BRIEF –
Arrange the lines below as a two-column CSV headed instruction and points, with one row per line of text that holds its wording and the pixel values listed after it, each in a quoted field with line breaks changed to spaces. Leave the pictures out.

PROVIDED INFORMATION –
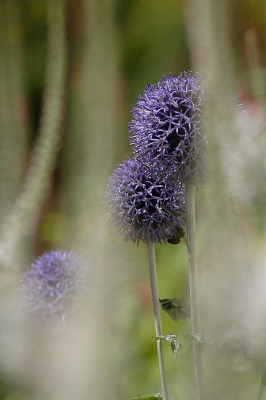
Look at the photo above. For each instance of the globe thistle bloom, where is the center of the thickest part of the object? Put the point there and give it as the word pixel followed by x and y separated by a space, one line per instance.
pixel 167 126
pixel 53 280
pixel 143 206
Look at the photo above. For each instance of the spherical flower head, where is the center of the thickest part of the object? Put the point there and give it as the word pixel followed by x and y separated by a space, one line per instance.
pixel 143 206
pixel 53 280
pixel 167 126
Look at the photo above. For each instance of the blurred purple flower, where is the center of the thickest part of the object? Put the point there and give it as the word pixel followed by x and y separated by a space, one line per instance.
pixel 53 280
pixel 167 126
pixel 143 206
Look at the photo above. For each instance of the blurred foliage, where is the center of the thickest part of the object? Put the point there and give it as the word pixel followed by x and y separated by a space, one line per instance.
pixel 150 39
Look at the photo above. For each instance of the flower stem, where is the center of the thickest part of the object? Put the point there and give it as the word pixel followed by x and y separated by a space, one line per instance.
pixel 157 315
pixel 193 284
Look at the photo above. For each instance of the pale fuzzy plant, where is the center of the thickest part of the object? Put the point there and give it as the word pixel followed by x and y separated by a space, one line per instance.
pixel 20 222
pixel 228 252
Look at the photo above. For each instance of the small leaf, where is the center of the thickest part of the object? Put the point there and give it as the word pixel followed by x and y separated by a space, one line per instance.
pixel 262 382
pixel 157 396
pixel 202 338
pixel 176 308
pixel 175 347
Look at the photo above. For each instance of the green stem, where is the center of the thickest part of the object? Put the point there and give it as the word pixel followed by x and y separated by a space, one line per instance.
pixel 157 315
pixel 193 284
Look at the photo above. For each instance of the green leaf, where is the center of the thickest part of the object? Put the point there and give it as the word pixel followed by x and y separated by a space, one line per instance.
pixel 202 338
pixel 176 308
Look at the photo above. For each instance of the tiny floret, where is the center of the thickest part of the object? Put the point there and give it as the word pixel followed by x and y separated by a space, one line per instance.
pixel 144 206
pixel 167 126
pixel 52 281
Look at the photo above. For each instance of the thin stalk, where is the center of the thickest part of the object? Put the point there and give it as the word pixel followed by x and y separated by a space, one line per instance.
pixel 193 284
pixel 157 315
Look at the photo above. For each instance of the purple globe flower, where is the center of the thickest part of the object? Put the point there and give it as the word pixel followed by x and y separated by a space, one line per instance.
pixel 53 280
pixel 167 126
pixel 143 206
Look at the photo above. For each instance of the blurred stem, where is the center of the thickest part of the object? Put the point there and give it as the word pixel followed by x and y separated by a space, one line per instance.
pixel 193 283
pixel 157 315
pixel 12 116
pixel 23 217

RIGHT ANSWER –
instruction,points
"Look at the photo above. For each instance of the globe thistle bloom, where is the center of the thickest part of the object? Put the point there and give it as the word pixel followed by x and y separated by a space, one line per instance.","pixel 167 126 pixel 53 280 pixel 143 206"
"Look at the photo above. For each instance of the spherical flower head, where is the center of the thickest part of the object? Put the point there and give it as the word pixel followed by x and y separated by a space, one line per instance.","pixel 143 206 pixel 53 280 pixel 167 126"
"Look at the photo above. For each instance of the blurred purple flower, where is the center of the thickest part of the object? Put the point there and give it as the word pixel followed by x and y separated by a space, one line per instance.","pixel 53 280 pixel 167 126 pixel 143 206"
"Look at the photo above. For each instance of the blurred foliage, where is the center of the thickest part of the object? Put the point there and give it as the word pixel followed by x and y separated by a space, one line per instance.","pixel 150 39"
"Look at the photo above. For each instance of the flower stem, where is the center of the thickest part of the object? Put the point there and give it as the word pixel followed by x and y separated by a space, one line per instance.","pixel 157 315 pixel 193 284"
"Look at the photo above. For each instance of the pale fuzzy plant, where is the center of the thickest part of the object? Put the point there and give it as the word pixel followed by x and y separated by a space, one line per instance.","pixel 20 222 pixel 228 252"
"Look at the photo above. For each instance of the small leaf, where is the center of the thickest part of the object? Put the point there and give it as the word pixel followed by x and y separated by a space, one line per instance.","pixel 262 382 pixel 157 396 pixel 202 338 pixel 176 308 pixel 175 347"
"Look at the photo above. For each instance of the green stem, where is the center of the thickest part of the object? Put the point there and give it as the word pixel followed by x and y separated by a space, one line per instance.","pixel 157 315 pixel 193 284"
"Look at the photo above. For each instance of the green leaf, where is the center of the thickest part of the object? Put the point there and give it as the word pixel followed by x and y separated by a space, one line per instance.","pixel 202 338 pixel 176 308"
"Look at the photo above. For each instance of the tiny floret, where is the center of the thickest part of the object? Put the point there and give it as the word pixel followed by x and y separated by a space, one line per instance.","pixel 144 206 pixel 167 126 pixel 52 281"
"Look at the photo above. For each instance of the thin stalk, where is the center of the thickest part of the object? Put the point there and give it as the word pixel followed by x and y separated by a space, one line per instance.","pixel 193 284 pixel 157 315"
"Look at the photo above. For each instance of the purple globe flower, where is the center of the thickest part of the object? Put the point there and give it as the word pixel followed by x and y separated by a space, one line per instance.","pixel 53 280 pixel 167 126 pixel 143 206"
"Look at the photo above. For each instance of the blurred stem, where is the center of the thickest part of the object? Put the point there and give it as the word pixel followed by x and y separated by a space, one line per instance.","pixel 193 283 pixel 157 315 pixel 12 116 pixel 23 217"